**TEXT UNDER STUDY:**

____

SCI/IDS 225: Women in Science, Olga Michels, S-Term 2020

Reading Scholarly Books & Articles

Reading academic or scholarly literature can be a daunting task.

Be sure to give yourself plenty of time to read thoroughly and take notes. Be patient with yourself - it takes practice! Here are some good steps to follow when reading a book or research article:

 

article under a magnifying glass1. Read the introduction or abstract.

 This will allow you to get a framework before you dive into it. Understanding the purpose of the work will help guide you as you read it. 

2. Skim the table of contents, most relevant chapters.

This allows you to get the gist of the work and get familiar with the topic. 

3. Take notes.

Read the work again - this time in a more focused way - and take notes. Highlight key points and jot down any questions.

4. Identify & summarize key info.

What are the key findings? How did they prove this? Does the proof add up to the conclusions? Were there limitations? Are there lingering questions? What are the implications for further research?

5. Check the sources.

Who does the author cite? Are they relevant to your topic? You can look up an article's citations and utilize that research as well.

Assessing Authority

Consider the following questions about the credibility and authority of a source. 

 

WHO
  • Who wrote it? What could their biases and affiliations be?
  • What qualifications does the author have to write on this topic?
WHAT
  • What kind of source is it? A book? A newspaper article?
  • What claims does the source make? What is its argument or thesis?
WHERE
  • Where was it published? In an encyclopedia? A journal? Online?
  • Where is the author based?
WHEN
  • When was it written, and what time frame does it cover?
  • Does it matter if the two are different?
HOW
  • How does the author present their argument? Does their methodology seem sound?
WHY
  • Why did the author write it?
  • Why might it be useful to my own argument or research questions?

Don't forget to consider the context and nature of your own research project.

How does your specific context affect these questions? Are some of these questions more important to you than others? Do some of the answers matter less than the others?

____

**DATA PROVIDED:**
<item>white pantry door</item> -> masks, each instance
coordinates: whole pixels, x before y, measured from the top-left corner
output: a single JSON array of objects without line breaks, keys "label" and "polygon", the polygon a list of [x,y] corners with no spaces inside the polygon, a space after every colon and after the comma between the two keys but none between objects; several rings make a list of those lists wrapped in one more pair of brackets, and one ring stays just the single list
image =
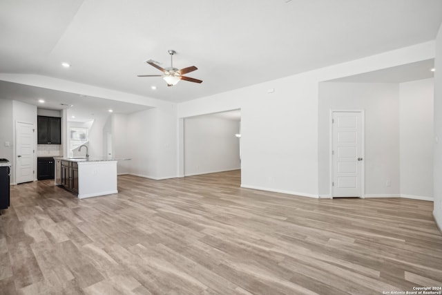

____

**YOUR OBJECTIVE:**
Answer these questions from the reading guide.
(a) Which step does the reading guide list first for reading a book or research article?
(b) What does the guide say to do when reading the work a second time?
(c) Under the WHERE heading, what examples of places a source may have been published are given?

**OUTPUT:**
(a) Read the introduction or abstract.
(b) Read it in a more focused way and take notes, highlighting key points and jotting down any questions.
(c) An encyclopedia, a journal, or online.